● **Written task A**
Answer these from the commit email, one per line:
(i) Who pushed the commit to branch master?
(ii) What is the abbreviated hash of the new commit?
(iii) Which method does the change expose?
● **Written task B**
Please print the part of the commit email that opens with the words containing "While it technically" and closes with "the test case.".
● **Written task C**
Carry on writing the commit email about ChunkedArray.to_numpy from the point where it ends.

● **Text to read**
You are viewing a plain text version of this content. The canonical link for it is here.
Posted to commits@arrow.apache.org by ap...@apache.org on 2020/08/10 12:58:46 UTC
[arrow] branch master updated: ARROW-9429: [Python] ChunkedArray.to_numpy

This is an automated email from the ASF dual-hosted git repository.

apitrou pushed a commit to branch master
in repository https://gitbox.apache.org/repos/asf/arrow.git


The following commit(s) were added to refs/heads/master by this push:
     new 52d0fe6  ARROW-9429: [Python] ChunkedArray.to_numpy
52d0fe6 is described below

commit 52d0fe618d06df8018c6af96e09e0c4ee538e724
Author: Krisztián Szűcs <sz...@gmail.com>
AuthorDate: Mon Aug 10 14:57:54 2020 +0200

    ARROW-9429: [Python] ChunkedArray.to_numpy
    
    While it technically is still using pandas during the conversion it exposes the to_numpy() method.
    
    Also refactored the chunked array construction to support more flexible input, see the test case.

● **Supplied entries**
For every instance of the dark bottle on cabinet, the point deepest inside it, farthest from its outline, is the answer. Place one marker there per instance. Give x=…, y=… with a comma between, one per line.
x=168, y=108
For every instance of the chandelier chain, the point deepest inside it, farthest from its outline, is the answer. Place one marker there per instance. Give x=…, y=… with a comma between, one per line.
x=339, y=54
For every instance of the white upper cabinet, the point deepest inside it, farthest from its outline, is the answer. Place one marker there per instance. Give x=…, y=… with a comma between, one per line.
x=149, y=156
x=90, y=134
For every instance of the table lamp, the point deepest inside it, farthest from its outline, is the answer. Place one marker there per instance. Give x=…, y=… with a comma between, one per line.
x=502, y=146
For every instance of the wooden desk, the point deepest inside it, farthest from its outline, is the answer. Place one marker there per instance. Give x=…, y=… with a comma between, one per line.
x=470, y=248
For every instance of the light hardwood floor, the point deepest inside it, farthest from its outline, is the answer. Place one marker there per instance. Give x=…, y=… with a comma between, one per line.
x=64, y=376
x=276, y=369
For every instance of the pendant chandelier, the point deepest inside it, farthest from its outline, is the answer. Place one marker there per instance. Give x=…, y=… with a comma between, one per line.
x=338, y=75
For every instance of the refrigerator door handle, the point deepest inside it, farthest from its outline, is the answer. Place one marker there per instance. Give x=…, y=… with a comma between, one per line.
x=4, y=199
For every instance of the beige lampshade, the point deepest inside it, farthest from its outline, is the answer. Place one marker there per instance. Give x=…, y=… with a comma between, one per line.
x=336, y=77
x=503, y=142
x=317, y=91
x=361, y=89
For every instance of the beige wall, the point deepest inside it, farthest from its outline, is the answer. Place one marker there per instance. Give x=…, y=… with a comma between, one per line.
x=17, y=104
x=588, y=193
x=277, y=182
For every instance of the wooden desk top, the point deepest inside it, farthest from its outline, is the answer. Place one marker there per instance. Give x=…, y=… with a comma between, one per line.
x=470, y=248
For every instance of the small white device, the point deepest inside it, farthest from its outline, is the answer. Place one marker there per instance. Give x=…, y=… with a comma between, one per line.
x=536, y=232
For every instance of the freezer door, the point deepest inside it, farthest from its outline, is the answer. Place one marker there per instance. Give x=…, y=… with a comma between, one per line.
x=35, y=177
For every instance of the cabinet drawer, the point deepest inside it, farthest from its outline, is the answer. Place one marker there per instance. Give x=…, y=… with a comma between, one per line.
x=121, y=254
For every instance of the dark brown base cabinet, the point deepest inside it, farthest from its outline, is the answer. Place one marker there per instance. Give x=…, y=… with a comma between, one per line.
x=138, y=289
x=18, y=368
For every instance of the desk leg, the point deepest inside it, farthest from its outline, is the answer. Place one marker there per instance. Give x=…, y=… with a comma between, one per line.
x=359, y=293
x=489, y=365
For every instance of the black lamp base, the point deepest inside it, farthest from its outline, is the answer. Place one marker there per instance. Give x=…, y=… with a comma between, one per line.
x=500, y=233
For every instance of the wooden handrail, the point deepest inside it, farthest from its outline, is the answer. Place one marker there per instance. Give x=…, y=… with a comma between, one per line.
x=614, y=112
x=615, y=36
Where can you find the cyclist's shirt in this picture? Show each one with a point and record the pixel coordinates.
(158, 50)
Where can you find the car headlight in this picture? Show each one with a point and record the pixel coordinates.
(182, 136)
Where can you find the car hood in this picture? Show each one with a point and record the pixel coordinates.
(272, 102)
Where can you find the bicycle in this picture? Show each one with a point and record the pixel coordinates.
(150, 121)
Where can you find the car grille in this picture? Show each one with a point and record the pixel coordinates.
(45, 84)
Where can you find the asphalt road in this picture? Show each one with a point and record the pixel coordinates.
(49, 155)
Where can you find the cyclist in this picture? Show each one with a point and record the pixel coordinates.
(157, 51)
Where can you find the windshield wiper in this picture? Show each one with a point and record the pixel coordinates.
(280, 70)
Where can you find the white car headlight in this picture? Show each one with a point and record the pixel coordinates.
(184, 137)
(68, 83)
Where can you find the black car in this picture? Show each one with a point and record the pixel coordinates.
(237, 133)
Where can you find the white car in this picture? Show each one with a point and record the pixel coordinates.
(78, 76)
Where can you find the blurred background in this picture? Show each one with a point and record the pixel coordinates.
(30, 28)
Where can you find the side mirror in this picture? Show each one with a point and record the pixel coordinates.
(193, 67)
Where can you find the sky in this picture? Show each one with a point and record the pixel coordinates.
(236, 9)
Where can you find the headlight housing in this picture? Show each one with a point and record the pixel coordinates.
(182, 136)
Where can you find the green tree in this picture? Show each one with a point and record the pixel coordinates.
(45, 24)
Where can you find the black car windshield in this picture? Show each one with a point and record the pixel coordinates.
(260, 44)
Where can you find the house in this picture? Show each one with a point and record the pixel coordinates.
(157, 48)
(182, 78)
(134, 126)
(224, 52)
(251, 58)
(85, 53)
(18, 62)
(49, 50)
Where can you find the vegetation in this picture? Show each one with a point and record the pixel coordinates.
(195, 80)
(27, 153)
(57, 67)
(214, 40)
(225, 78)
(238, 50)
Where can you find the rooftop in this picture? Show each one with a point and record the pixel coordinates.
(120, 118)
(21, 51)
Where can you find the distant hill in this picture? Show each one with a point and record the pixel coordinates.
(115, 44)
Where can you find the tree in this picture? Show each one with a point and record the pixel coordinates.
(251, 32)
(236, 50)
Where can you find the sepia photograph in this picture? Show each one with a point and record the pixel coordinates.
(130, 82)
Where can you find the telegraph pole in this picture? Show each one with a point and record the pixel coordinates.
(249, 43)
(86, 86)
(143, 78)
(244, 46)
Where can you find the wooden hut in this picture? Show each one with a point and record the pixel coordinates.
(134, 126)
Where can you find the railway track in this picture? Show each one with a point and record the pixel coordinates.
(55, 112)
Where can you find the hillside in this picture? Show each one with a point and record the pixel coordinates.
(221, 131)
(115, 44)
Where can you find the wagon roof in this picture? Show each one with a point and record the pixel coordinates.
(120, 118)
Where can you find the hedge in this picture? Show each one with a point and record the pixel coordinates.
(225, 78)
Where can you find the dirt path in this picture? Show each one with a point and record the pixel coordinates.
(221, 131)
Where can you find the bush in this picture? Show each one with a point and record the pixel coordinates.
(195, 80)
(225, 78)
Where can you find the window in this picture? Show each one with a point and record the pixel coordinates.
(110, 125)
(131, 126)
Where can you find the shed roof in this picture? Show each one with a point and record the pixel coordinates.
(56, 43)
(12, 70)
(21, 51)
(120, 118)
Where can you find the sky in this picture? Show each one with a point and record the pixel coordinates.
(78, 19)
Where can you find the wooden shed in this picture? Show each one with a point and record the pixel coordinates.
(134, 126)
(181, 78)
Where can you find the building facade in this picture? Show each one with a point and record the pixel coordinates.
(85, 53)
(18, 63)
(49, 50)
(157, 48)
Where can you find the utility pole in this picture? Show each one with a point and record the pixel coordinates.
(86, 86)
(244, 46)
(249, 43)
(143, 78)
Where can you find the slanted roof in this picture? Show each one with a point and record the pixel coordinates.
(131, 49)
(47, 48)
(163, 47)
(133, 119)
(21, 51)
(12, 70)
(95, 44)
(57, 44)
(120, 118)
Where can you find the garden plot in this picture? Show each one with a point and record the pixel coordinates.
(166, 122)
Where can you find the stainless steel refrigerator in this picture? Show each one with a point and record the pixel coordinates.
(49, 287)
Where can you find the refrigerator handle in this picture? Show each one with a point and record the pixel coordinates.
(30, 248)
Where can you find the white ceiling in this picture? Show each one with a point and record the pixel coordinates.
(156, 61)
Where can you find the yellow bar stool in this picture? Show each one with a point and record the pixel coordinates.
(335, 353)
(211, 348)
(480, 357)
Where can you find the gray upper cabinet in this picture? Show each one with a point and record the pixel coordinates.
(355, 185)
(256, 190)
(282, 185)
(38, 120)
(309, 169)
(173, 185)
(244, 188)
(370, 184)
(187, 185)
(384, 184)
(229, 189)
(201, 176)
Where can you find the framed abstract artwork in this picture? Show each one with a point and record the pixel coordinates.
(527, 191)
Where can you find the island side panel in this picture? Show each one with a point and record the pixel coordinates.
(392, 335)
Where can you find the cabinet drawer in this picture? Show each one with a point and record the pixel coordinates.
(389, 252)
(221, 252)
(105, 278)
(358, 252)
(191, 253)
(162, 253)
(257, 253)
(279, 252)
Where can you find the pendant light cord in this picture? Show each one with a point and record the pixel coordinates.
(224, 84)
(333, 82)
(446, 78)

● **Final result A**
(i) apitrou
(ii) 52d0fe6
(iii) to_numpy()

● **Final result B**
While it technically is still using pandas during the conversion it exposes the to_numpy() method.
    
    Also refactored the chunked array construction to support more flexible input, see the test case.

● **Final result C**
    Closes #7868 from kszucs/ARROW-9429
    
    Lead-authored-by: Krisztián Szűcs <sz...@gmail.com>
    Co-authored-by: Antoine Pitrou <an...@python.org>
    Signed-off-by: Antoine Pitrou <an...@python.org>
---
 python/pyarrow/table.pxi                    | 68 ++++++++++++++++----------
 python/pyarrow/tests/test_extension_type.py | 21 ++++++--
 python/pyarrow/tests/test_table.py          | 74 ++++++++++++++++++++++++++++-
 3 files changed, 132 insertions(+), 31 deletions(-)

diff --git a/python/pyarrow/table.pxi b/python/pyarrow/table.pxi
index 37064a5..b8205a3 100644
--- a/python/pyarrow/table.pxi
+++ b/python/pyarrow/table.pxi
@@ -226,24 +226,35 @@ cdef class ChunkedArray(_PandasConvertible):
     def _to_pandas(self, options, **kwargs):
         return _array_like_to_pandas(self, options)
 
-    def __array__(self, dtype=None):
+    def to_numpy(self):
+        """
+        Return a NumPy copy of this array (experimental).
+
+        Returns
+        -------
+        array : numpy.ndarray
+        """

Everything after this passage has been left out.